Instruction –
Reproduce the rows below word for word, beginning at the line that contains "Would you be able to point to the gray floor" and continuing through the last row.

Rows –
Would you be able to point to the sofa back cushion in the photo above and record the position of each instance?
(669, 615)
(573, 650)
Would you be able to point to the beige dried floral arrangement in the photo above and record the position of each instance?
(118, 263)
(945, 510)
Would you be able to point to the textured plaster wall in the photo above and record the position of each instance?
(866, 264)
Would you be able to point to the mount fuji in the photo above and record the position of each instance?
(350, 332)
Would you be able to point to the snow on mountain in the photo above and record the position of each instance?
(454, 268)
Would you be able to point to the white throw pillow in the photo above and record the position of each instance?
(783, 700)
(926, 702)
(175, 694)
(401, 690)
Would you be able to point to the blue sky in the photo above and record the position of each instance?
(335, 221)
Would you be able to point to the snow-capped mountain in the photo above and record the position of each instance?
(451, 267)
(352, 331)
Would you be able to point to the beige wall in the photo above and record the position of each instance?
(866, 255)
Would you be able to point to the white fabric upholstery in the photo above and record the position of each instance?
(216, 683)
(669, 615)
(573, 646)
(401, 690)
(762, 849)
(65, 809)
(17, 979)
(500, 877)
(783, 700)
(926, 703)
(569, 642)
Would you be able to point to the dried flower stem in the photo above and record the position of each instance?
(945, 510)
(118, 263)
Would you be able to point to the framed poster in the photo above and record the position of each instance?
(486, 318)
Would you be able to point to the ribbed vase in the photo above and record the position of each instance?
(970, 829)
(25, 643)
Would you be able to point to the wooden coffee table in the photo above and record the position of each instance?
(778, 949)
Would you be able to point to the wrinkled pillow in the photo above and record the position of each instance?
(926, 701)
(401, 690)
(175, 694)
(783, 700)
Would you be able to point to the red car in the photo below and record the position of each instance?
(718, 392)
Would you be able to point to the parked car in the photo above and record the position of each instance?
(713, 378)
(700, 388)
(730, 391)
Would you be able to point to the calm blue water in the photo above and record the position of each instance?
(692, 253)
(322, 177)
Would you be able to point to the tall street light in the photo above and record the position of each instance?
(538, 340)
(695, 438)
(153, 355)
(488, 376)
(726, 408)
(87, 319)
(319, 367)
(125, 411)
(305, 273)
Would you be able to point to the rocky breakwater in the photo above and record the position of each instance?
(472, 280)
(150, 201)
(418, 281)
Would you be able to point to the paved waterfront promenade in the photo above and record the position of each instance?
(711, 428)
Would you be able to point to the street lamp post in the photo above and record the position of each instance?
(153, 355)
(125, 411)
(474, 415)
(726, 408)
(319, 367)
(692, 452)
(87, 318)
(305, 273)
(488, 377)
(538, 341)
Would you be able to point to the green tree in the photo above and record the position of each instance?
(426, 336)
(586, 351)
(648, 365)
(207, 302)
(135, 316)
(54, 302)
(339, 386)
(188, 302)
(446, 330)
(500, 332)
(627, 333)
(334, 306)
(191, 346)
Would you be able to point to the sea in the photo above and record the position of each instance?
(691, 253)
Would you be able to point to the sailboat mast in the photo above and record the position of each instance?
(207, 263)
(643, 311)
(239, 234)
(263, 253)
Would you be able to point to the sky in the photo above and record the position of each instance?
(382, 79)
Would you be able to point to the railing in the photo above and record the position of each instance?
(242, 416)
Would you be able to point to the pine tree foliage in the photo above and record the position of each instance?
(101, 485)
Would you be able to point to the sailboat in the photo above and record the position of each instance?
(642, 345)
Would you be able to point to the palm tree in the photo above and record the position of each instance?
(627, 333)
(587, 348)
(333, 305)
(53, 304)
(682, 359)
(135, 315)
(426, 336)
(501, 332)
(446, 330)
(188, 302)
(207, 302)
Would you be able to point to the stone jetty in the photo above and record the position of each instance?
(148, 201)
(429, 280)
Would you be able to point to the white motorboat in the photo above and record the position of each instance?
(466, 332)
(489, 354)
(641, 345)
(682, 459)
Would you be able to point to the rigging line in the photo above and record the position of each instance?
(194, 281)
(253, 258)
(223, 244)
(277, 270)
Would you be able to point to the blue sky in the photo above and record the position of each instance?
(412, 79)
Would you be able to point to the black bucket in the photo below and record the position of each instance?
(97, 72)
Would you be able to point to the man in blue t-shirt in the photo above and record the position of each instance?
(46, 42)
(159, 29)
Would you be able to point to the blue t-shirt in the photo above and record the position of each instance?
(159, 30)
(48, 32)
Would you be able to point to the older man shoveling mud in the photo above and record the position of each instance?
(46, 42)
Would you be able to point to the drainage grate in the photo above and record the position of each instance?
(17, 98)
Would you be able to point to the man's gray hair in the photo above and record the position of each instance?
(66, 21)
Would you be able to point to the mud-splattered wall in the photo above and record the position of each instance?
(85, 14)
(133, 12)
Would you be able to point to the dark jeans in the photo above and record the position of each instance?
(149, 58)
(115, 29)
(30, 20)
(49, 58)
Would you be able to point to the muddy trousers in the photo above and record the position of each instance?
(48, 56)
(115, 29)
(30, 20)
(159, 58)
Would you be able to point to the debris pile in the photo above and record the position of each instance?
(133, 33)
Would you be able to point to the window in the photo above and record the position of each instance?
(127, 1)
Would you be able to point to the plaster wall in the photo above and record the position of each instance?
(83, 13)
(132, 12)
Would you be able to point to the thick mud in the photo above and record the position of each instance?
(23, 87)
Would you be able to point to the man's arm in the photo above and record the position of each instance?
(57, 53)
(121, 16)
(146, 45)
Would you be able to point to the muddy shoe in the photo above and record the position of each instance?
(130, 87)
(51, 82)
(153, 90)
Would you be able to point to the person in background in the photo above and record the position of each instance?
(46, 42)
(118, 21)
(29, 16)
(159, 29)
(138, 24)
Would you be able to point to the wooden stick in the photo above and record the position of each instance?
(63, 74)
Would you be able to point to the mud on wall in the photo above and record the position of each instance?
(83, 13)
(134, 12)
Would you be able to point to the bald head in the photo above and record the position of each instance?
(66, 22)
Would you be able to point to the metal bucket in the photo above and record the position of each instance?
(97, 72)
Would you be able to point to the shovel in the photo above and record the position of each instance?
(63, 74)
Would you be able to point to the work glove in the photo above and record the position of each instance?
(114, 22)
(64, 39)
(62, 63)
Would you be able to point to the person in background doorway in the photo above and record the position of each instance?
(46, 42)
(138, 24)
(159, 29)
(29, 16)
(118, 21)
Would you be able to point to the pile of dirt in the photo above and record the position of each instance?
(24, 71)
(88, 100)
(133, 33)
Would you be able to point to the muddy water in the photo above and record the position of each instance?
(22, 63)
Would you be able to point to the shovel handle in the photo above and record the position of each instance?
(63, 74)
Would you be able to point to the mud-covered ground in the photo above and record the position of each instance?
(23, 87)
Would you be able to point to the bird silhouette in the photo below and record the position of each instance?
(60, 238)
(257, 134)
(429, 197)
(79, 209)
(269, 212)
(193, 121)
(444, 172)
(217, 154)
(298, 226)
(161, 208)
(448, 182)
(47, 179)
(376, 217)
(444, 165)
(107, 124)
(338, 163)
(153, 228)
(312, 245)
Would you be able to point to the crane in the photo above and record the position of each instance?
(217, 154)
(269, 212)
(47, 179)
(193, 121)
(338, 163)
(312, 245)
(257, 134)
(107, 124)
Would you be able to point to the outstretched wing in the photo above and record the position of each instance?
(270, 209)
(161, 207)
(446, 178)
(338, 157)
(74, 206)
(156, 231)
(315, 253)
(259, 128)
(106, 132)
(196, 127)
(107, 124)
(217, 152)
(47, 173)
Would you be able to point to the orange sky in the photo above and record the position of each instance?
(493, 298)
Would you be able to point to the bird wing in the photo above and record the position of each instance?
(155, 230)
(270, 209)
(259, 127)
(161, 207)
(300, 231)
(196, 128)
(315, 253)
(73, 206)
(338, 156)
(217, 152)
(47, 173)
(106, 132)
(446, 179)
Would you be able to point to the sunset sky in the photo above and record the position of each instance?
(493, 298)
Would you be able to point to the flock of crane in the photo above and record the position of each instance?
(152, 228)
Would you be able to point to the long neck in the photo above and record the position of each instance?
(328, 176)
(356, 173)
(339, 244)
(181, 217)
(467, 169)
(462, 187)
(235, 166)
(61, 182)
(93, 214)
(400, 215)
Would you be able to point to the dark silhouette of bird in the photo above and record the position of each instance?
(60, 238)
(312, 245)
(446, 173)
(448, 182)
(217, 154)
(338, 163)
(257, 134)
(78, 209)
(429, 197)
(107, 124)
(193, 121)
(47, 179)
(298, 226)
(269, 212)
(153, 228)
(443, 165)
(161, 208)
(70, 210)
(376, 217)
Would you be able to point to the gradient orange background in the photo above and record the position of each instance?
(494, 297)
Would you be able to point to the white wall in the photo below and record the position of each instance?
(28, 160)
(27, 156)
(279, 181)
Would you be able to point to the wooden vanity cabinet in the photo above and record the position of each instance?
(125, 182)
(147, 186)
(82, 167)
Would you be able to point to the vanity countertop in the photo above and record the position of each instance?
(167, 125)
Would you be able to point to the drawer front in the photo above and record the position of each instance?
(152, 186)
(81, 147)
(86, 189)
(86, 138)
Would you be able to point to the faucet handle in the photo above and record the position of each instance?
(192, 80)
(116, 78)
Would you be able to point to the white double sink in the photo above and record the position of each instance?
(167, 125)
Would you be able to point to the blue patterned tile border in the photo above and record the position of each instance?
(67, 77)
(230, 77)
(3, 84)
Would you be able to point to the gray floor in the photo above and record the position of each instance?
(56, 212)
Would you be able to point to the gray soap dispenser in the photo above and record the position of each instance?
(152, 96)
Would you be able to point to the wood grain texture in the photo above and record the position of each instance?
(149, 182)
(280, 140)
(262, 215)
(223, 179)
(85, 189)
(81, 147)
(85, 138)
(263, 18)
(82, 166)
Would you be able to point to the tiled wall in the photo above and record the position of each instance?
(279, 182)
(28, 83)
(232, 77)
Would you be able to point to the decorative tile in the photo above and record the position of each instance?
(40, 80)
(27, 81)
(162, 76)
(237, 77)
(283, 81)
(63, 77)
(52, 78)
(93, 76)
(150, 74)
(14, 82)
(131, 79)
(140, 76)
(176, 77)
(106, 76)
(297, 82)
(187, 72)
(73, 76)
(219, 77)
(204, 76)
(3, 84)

Solution –
Would you be able to point to the gray floor in the photo above and record the position of each instance?
(56, 212)
Would you be able to point to the gray soap dispenser in the photo above and record the position of each instance?
(152, 96)
Would you be able to point to the wood grain texture in the photo above and record the position of each instance?
(149, 182)
(280, 140)
(262, 215)
(223, 179)
(85, 189)
(81, 147)
(85, 138)
(263, 18)
(82, 166)
Would you be able to point to the tiled wall in the photo above and record the position of each instance?
(279, 182)
(28, 83)
(232, 77)
Would you be able to point to the decorative tile in the photo above and record the position of each instance?
(40, 80)
(27, 81)
(162, 76)
(237, 77)
(283, 81)
(63, 77)
(52, 78)
(93, 76)
(150, 74)
(14, 82)
(131, 79)
(140, 76)
(176, 77)
(106, 76)
(297, 82)
(187, 72)
(73, 76)
(219, 77)
(204, 76)
(3, 84)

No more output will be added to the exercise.